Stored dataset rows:
# # # #
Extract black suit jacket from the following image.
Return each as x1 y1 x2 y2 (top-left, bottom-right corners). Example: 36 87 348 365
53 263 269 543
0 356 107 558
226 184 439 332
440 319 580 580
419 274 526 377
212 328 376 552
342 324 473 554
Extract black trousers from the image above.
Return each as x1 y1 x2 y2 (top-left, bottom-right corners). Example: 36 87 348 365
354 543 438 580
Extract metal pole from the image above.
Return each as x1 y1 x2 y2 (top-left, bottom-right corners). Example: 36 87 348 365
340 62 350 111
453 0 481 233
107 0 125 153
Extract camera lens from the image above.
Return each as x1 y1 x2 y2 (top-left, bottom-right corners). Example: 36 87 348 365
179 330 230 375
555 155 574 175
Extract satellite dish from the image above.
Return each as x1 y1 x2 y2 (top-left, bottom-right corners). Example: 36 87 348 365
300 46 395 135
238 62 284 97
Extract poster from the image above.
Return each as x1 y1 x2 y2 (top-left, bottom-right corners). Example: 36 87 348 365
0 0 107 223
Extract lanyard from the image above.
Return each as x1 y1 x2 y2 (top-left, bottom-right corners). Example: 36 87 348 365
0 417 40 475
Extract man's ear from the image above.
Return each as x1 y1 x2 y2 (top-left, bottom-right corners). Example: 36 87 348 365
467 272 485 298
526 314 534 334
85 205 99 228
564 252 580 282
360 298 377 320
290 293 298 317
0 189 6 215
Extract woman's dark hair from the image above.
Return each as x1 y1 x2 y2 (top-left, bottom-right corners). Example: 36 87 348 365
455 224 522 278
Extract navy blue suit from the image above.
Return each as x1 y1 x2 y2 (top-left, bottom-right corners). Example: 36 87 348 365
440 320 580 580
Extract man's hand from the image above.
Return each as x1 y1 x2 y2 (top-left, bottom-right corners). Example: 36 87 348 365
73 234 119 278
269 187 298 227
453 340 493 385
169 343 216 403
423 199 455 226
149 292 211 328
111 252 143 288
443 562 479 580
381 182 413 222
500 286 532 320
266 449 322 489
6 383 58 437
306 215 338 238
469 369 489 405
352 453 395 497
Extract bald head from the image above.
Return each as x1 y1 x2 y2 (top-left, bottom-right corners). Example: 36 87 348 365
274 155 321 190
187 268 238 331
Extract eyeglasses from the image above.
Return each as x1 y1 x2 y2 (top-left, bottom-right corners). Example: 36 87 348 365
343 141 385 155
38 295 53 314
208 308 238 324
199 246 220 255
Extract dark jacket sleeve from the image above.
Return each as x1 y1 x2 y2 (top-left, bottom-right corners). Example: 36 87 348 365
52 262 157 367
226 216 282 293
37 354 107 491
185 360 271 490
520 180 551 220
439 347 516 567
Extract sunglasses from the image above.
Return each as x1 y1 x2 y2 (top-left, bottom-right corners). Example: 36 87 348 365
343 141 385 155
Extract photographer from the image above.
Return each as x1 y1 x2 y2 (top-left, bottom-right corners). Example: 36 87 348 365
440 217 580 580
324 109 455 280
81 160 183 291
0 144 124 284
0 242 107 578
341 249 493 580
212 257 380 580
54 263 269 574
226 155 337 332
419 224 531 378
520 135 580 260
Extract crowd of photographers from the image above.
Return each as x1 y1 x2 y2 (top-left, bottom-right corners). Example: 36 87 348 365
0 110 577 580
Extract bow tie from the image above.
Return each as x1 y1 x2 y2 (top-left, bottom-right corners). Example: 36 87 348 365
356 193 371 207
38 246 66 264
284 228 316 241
# # # #
## Problem to solve
Could you lay out the rows as a Markdown table with the columns Number and Line, starting with the line that contains "Extract sunglasses from the image above." and going on through the end of the rows? Leave out any blank lines.

## Expected output
| Number | Line |
|---|---|
| 1 | Extract sunglasses from the image above. |
| 2 | Return each as x1 y1 x2 y2 (top-left, bottom-right corners). Example: 36 87 348 365 |
| 3 | 343 141 385 155 |
| 4 | Extract photographer from the image above. |
| 5 | Return each as x1 y1 x2 y2 (top-left, bottom-right corners). Example: 36 87 348 365 |
| 6 | 440 217 580 580 |
| 7 | 324 109 455 280 |
| 8 | 81 160 183 291 |
| 9 | 0 144 124 284 |
| 10 | 0 242 107 578 |
| 11 | 341 249 493 580 |
| 12 | 212 257 380 580 |
| 13 | 54 263 269 574 |
| 14 | 226 155 337 332 |
| 15 | 419 224 531 378 |
| 16 | 520 135 580 260 |
| 17 | Extract crowd of photographers from the image above. |
| 18 | Return each as x1 y1 x2 y2 (top-left, bottom-right corners). Example: 36 87 348 365 |
| 19 | 0 110 577 580 |
| 20 | Extract bow tie from the image above. |
| 21 | Return each as x1 y1 x2 y2 (top-left, bottom-right corners). Example: 36 87 348 365 |
| 22 | 356 193 371 207 |
| 23 | 38 246 66 264 |
| 24 | 284 228 316 241 |